* Begin Supplied data *

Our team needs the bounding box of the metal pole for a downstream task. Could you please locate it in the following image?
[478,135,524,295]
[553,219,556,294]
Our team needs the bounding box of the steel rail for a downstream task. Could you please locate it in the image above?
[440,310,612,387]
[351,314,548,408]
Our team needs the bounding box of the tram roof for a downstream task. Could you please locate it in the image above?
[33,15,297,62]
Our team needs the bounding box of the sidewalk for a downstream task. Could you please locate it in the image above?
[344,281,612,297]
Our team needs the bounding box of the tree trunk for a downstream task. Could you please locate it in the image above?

* End Supplied data *

-- Task description --
Could you rewrite only the records that open with the line containing "Our team needs the bounding box of the tram" and close at the end of the records, changing "sidewalk" to "curb" and keeping everything else the same?

-- Exercise result --
Our team needs the bounding box of the tram roof for a downstream task. Could you please locate it in the image above?
[33,15,297,62]
Our team needs the bounding box of the curb for a downstream task. Could you please locate it in the image above?
[344,281,612,297]
Our team needs the bounding box of the tree trunk for a downstream task. Could you please locate it in the image above?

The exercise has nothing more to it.